Given data —
+===+
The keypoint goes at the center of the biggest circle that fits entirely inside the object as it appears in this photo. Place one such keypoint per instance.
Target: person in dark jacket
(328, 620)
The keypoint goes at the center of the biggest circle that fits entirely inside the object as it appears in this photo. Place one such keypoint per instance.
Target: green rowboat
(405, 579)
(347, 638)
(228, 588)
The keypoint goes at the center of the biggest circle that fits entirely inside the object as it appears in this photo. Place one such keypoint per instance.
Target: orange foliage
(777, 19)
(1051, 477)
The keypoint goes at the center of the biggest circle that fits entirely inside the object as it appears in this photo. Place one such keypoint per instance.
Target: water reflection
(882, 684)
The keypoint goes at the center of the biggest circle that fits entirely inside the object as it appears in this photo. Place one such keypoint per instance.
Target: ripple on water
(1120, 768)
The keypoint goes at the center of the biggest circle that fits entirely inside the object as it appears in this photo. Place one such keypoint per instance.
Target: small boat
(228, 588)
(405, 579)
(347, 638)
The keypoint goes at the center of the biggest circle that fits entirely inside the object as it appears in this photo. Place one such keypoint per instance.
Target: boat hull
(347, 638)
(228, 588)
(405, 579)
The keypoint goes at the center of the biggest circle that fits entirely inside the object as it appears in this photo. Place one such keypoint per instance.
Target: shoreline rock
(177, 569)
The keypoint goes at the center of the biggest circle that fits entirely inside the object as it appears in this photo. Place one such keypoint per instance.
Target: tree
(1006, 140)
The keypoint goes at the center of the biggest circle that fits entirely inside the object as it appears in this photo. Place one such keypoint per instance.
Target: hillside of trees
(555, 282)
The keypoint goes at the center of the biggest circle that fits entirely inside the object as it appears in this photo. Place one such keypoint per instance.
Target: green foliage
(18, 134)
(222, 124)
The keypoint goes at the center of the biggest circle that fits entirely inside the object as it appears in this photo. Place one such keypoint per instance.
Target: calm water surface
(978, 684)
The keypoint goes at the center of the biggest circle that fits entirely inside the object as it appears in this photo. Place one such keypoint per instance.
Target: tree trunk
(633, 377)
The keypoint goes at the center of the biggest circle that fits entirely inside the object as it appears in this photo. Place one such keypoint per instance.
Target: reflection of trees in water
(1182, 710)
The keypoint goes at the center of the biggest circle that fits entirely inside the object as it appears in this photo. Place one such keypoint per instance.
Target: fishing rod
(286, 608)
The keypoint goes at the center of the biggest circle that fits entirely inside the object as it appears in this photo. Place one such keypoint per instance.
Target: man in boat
+===+
The request — Render the lines from the start through the line containing "(1006, 140)", inclusive, as a two-column CSV with the header label_text,keypoints. Each row should pair the wording that precedes a set of points with those points, with each field quoted and line breaks replaced by spaces.

Response for this exercise —
label_text,keypoints
"The keypoint goes at the center of the biggest circle that fits entirely inside the object as it appears in this photo. Place one such keypoint per instance. Target: person in dark jacket","(328, 620)"
"The keypoint goes at the center of the biggest circle that fits entirely inside the object as it appears in this photo. Place one such keypoint per instance. Target: green rowboat","(405, 579) (347, 638) (228, 588)"
"The keypoint goes at the center of the biggest circle that fits entirely inside the object as it appears in this photo. Place one such keypoint per instance. Target: orange foliage","(777, 19) (1051, 477)"
"The keypoint goes at the center of the biggest circle that fits entirely inside the object as it appears in this photo. Place one such keypoint per instance. Target: water reflection","(882, 684)"
"The keypoint goes at the center of the biggest circle that fits entirely inside the object as it appears in this photo. Place one such keypoint per instance. Target: ripple on water","(1120, 768)"
"The keypoint goes at the center of the biggest circle that fits entirely inside the object as it appears in this photo. Place one such keypoint per instance. Target: small boat","(228, 588) (405, 579) (347, 638)"
"The keypoint goes at the center of the biggest circle that fits entirely inside the object as it appears in this photo. Place one such keypoint per instance. Target: boat hull","(347, 638) (228, 588) (405, 579)"
"The keypoint goes at the center of the biggest circle that fits entirely inside the object as it appears in this photo. Place one such keypoint per instance. Target: shoreline rock","(177, 569)"
"The keypoint goes at the center of the biggest circle that fits entirely inside the object as it appears in this photo. Place one such keypoint per instance. Target: tree","(1006, 140)"